Stated problem 1
Before the entries below, list the universities whose scientists worked on the study described in the salmon farming article.

Passage
■ ■ ■ ■ ■ ■ ■

Scientists analysing the Scottish salmon farming industry calculate that an extra six million tonnes of seafood would be available annually if wild caught fish is diverted away from aquaculture feed.

Farming fish is often billed as a way to relieve pressure on wild stocks, but caged-reared species such as Atlantic salmon rely for feed on fish oil and meal made from millions of tonnes of wild-caught fish.

The new study published in the research journal PLOS Sustainability and Transformation says that limiting salmon farming to using feed made from fish by-products could result in 3.7 million tonnes of fish being left in the sea.

Global annual seafood production could increase by 6.1 (six point one) million tonnes by avoiding use of nutritious wild-caught fish, the team of scientists from Cambridge, Lancaster and Liverpool universities and environmental NGO Feedback Global, state.

The team collected data on fish nutrient content, fishmeal and fish oil composition, and salmon production, and examined the transfer of micronutrients from feed to fish in Scotland's farmed salmon industry.

The scientists say that results showed that over half of the essential dietary minerals and fatty acids available in wild fish are lost when these fish are fed to farmed salmon.

The team developed alternative production scenarios where salmon were only produced using fish by-products, and then added more wild-caught fish, mussels or carp for human consumption.

All alternative production scenarios produced more seafood that was more nutritious than salmon, and left 66-82% of feed fish in the sea.

The researchers then collected global salmon, fishmeal and oil production data to apply their alternative scenarios at a global scale.

One scenario shows that farming more carp and less salmon, using only feed from fish by-products, could leave 3.7 million tonnes of wild fish in the sea while producing 39% more seafood overall, according to their calculations.

“Fish and seafood provide a vital and valuable micronutrient-rich food source to people worldwide, and we must make sure we are using this resource efficiently,” the study leader, Dr David Willer of Cambridge University, said.

■ ■ ■ ■ ■ ■ ■

Input
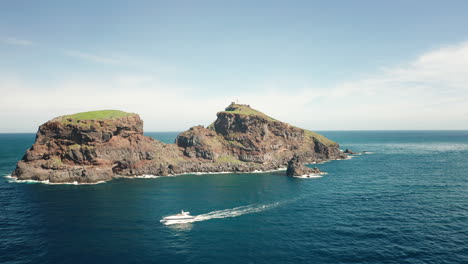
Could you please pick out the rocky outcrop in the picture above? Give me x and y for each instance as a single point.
(297, 168)
(98, 146)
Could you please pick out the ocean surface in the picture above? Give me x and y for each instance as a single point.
(406, 201)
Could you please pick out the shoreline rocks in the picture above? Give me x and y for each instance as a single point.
(78, 148)
(297, 168)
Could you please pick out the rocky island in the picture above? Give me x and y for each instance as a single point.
(98, 146)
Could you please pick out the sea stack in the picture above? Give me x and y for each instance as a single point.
(97, 146)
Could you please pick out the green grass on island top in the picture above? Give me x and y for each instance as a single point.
(246, 110)
(97, 115)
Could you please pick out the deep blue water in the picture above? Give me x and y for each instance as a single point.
(406, 202)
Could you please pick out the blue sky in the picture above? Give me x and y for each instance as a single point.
(317, 64)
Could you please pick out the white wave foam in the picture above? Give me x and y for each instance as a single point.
(143, 176)
(15, 180)
(412, 148)
(234, 212)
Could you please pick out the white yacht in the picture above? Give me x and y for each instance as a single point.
(183, 217)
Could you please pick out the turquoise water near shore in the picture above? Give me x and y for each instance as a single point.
(404, 202)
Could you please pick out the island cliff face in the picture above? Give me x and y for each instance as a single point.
(98, 146)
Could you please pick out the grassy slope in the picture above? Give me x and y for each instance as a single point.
(246, 110)
(96, 115)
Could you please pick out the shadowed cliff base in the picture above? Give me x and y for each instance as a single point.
(100, 145)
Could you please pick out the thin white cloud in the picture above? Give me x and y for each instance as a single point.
(93, 58)
(15, 41)
(429, 92)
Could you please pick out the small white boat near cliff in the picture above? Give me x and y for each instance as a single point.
(183, 217)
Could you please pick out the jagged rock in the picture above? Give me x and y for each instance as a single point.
(297, 168)
(98, 146)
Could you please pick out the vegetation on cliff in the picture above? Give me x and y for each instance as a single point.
(100, 145)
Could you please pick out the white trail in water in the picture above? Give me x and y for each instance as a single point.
(233, 212)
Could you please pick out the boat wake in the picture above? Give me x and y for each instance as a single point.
(233, 212)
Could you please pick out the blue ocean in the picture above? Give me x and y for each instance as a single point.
(404, 201)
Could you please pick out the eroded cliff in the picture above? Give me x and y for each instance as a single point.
(98, 146)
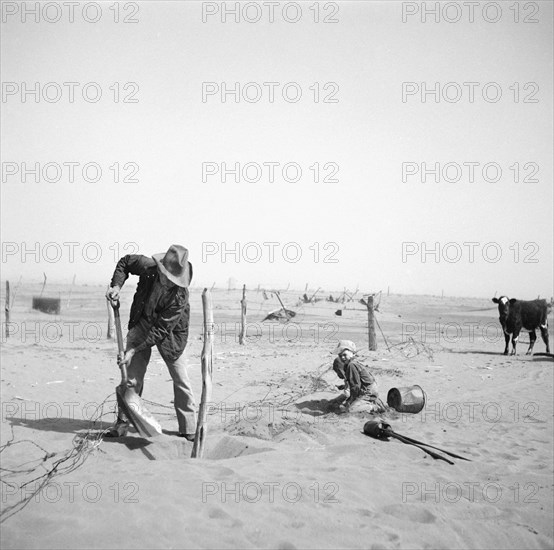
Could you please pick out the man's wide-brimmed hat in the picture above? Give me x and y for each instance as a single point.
(345, 344)
(174, 265)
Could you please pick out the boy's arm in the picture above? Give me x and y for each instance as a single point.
(134, 264)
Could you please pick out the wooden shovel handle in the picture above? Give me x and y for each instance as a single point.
(119, 335)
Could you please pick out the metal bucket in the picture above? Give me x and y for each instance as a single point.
(410, 399)
(46, 305)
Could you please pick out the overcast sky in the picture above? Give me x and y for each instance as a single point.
(361, 116)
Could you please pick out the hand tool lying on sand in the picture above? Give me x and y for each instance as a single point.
(128, 399)
(382, 430)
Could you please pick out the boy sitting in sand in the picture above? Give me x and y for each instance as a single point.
(362, 387)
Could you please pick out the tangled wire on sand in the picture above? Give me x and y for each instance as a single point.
(51, 464)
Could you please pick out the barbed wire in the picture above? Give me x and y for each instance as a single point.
(83, 445)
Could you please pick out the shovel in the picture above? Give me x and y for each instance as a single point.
(382, 430)
(127, 398)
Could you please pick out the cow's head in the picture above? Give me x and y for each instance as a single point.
(504, 305)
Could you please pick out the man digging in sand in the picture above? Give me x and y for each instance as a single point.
(362, 387)
(159, 317)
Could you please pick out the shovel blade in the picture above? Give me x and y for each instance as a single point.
(134, 409)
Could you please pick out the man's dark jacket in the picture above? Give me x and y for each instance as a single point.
(169, 326)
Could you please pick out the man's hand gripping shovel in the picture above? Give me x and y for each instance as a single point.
(128, 400)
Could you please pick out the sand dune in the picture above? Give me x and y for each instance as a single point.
(282, 469)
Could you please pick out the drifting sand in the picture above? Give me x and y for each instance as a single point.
(286, 471)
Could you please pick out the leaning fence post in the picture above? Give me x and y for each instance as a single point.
(207, 368)
(242, 315)
(372, 341)
(7, 309)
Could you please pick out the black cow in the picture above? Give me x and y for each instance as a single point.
(520, 314)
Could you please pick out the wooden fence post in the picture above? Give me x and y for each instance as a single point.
(242, 315)
(7, 309)
(71, 292)
(207, 368)
(372, 341)
(111, 321)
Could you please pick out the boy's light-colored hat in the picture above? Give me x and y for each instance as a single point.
(345, 344)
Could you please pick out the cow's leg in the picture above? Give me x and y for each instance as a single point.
(544, 334)
(507, 340)
(532, 340)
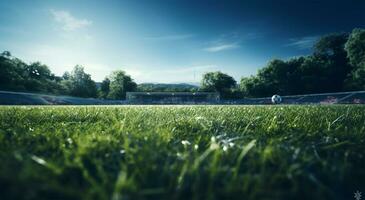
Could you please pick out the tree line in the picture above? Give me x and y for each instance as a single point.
(336, 64)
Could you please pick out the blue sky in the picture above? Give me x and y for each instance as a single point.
(169, 41)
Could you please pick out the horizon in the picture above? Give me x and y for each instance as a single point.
(168, 41)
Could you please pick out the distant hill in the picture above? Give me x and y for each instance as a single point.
(167, 87)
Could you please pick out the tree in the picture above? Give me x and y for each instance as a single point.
(104, 88)
(80, 83)
(120, 84)
(330, 51)
(355, 48)
(218, 82)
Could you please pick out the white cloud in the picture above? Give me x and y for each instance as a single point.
(68, 21)
(222, 47)
(303, 42)
(170, 37)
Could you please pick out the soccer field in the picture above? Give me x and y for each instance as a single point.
(182, 152)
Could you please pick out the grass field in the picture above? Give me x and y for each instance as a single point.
(182, 152)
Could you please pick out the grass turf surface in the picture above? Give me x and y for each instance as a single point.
(182, 152)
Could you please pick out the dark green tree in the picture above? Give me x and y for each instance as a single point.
(104, 88)
(355, 48)
(218, 82)
(120, 84)
(79, 83)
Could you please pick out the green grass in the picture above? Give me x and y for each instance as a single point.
(182, 152)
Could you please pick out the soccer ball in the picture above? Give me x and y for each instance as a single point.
(276, 99)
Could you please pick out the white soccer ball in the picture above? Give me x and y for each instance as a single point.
(276, 99)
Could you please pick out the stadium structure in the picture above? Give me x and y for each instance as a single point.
(172, 97)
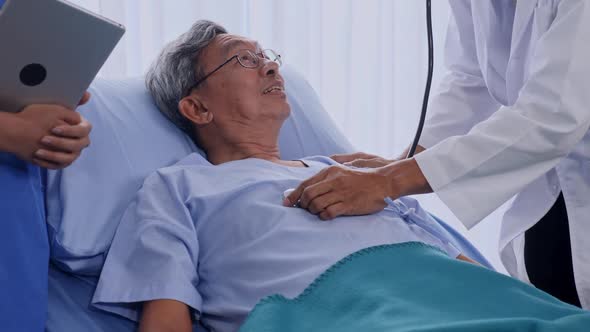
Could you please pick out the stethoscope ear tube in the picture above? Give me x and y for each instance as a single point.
(412, 149)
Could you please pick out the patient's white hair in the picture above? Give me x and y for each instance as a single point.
(177, 69)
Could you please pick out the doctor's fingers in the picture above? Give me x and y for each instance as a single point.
(333, 211)
(345, 158)
(79, 130)
(85, 98)
(61, 144)
(295, 196)
(313, 192)
(321, 202)
(369, 163)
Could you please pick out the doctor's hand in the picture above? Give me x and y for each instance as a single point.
(361, 159)
(51, 136)
(337, 190)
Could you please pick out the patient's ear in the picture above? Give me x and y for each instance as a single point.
(195, 110)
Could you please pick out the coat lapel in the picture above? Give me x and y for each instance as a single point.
(522, 22)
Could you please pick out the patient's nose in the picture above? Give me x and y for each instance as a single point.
(270, 68)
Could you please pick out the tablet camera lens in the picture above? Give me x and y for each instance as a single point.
(33, 74)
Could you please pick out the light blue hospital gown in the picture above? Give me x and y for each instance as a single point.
(219, 239)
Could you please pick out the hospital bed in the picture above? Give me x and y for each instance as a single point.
(130, 140)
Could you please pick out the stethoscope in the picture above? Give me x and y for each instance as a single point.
(412, 149)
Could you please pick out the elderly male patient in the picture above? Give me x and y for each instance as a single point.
(209, 240)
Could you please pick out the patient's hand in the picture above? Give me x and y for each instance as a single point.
(361, 159)
(50, 136)
(165, 315)
(461, 257)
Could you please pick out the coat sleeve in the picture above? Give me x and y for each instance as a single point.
(477, 172)
(462, 98)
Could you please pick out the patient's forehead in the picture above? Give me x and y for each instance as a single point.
(227, 44)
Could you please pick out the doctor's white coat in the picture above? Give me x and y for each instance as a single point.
(511, 117)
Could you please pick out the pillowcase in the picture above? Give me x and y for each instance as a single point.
(130, 140)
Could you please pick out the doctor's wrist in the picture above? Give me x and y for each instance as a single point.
(405, 178)
(8, 128)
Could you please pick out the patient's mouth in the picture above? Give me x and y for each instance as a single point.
(275, 89)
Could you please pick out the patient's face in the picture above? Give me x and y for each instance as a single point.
(239, 95)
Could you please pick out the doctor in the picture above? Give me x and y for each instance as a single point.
(511, 118)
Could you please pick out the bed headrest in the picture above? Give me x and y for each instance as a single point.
(131, 139)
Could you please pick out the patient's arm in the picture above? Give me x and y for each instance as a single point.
(165, 316)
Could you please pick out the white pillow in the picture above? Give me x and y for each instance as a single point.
(130, 140)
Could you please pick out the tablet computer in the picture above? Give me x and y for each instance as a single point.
(50, 51)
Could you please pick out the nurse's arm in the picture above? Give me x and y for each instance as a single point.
(165, 316)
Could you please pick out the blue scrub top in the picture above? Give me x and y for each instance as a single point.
(24, 247)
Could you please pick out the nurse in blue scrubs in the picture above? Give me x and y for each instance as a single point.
(37, 138)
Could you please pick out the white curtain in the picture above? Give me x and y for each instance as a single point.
(367, 60)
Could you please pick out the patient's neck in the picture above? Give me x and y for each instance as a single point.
(230, 152)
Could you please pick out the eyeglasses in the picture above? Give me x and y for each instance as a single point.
(247, 59)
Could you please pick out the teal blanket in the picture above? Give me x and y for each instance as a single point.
(414, 287)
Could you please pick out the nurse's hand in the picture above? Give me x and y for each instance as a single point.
(361, 159)
(51, 136)
(338, 191)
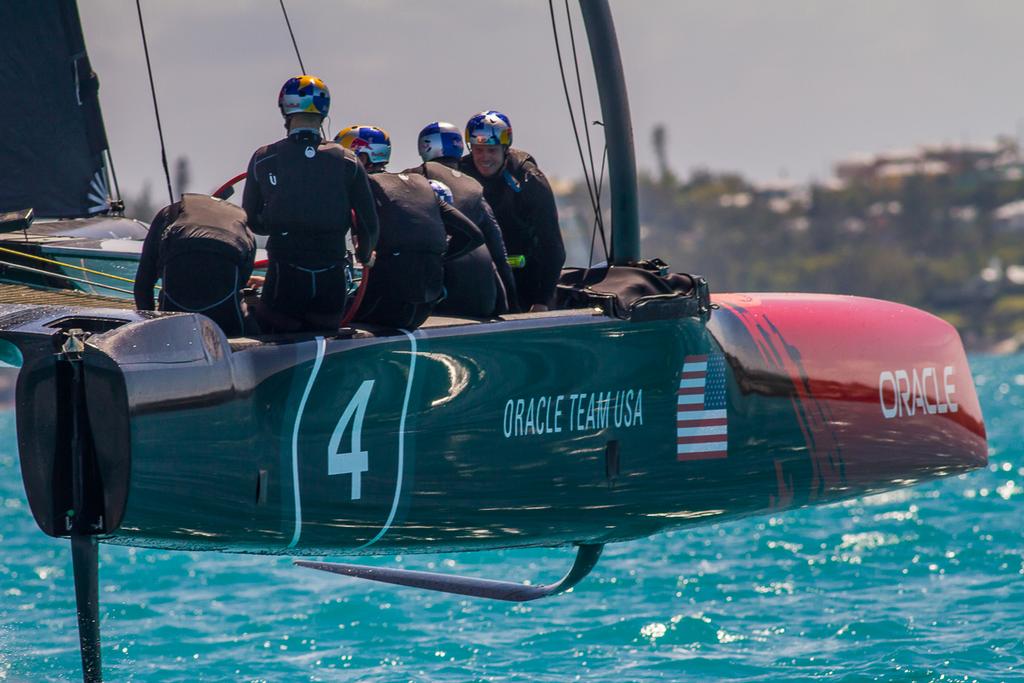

■ ■ ■ ■ ■ ■ ■

Stated problem 2
Find every line of the entries above that contains the string "water", and copy each one. Case counts.

Correct response 1
Cambridge, Lancaster, Liverpool

Correct response 2
Could you please pick out the deep blue water in the picture above? Give me x and y for each instance as a single point.
Could you please pick out the turquoise water near shore in the picture above? Give me x and y for each instance as a single point.
Could you please pick out the white trail in water in the picture above? Give me x and y for each instance as a single point.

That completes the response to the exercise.